What the exercise asks
Provide again, from the entries below, every line from the one containing "positive clicks: (148, 132) (150, 133)" through the one containing "positive clicks: (144, 129) (145, 129)", exactly as written, and no other line.
BEGIN The data
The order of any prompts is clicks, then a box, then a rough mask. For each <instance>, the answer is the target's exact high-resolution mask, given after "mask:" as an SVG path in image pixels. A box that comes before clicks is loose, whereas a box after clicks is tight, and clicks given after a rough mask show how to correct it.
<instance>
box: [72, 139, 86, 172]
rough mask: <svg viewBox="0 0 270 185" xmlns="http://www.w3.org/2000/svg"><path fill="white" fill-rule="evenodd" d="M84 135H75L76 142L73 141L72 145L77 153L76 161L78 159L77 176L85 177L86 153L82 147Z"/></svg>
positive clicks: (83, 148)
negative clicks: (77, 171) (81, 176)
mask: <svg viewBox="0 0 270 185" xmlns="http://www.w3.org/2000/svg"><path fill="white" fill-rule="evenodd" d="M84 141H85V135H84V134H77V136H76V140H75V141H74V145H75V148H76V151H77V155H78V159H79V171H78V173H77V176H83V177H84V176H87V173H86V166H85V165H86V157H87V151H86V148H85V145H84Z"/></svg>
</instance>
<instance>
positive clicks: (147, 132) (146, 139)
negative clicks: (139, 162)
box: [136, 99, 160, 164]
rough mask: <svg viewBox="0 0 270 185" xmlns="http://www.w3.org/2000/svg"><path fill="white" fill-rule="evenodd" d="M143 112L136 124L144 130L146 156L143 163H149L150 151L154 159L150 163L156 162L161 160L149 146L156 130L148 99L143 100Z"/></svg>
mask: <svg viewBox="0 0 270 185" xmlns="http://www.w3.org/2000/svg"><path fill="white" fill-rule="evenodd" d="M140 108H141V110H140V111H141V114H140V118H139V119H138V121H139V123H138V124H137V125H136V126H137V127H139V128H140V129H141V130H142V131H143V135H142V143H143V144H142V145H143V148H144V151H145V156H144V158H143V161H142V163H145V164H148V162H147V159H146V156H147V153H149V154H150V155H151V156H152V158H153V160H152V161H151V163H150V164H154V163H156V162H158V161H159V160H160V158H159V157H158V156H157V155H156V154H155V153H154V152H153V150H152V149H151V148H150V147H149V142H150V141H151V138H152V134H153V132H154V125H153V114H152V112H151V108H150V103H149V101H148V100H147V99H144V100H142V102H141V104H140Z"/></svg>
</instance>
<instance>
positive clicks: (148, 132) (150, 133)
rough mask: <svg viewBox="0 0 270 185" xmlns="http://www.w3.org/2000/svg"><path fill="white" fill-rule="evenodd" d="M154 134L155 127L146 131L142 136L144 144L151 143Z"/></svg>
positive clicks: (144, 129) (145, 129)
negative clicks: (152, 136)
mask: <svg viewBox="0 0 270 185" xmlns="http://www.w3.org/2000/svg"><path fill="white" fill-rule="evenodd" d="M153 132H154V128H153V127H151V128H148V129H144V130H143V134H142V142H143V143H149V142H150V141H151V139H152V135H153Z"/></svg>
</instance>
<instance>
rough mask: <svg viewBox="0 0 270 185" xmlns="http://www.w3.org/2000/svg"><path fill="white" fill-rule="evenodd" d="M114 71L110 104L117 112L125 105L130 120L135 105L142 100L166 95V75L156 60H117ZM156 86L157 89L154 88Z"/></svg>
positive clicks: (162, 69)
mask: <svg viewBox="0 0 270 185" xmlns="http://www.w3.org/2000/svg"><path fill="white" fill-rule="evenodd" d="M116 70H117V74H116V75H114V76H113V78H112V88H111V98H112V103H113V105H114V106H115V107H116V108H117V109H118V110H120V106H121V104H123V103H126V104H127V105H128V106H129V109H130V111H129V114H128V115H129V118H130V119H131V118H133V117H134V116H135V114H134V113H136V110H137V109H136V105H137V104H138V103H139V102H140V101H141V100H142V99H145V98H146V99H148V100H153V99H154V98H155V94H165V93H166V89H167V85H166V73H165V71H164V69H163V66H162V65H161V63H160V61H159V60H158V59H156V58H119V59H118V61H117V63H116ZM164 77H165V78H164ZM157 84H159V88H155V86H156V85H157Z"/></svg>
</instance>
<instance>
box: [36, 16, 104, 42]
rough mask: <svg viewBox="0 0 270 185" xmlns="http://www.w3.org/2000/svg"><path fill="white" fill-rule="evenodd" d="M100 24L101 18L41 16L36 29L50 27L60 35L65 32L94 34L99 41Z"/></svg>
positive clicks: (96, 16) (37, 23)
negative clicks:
END The data
Result
positive clicks: (148, 132) (150, 133)
rough mask: <svg viewBox="0 0 270 185" xmlns="http://www.w3.org/2000/svg"><path fill="white" fill-rule="evenodd" d="M154 134L155 127L146 131L142 136L144 144L151 143Z"/></svg>
positive clicks: (144, 129) (145, 129)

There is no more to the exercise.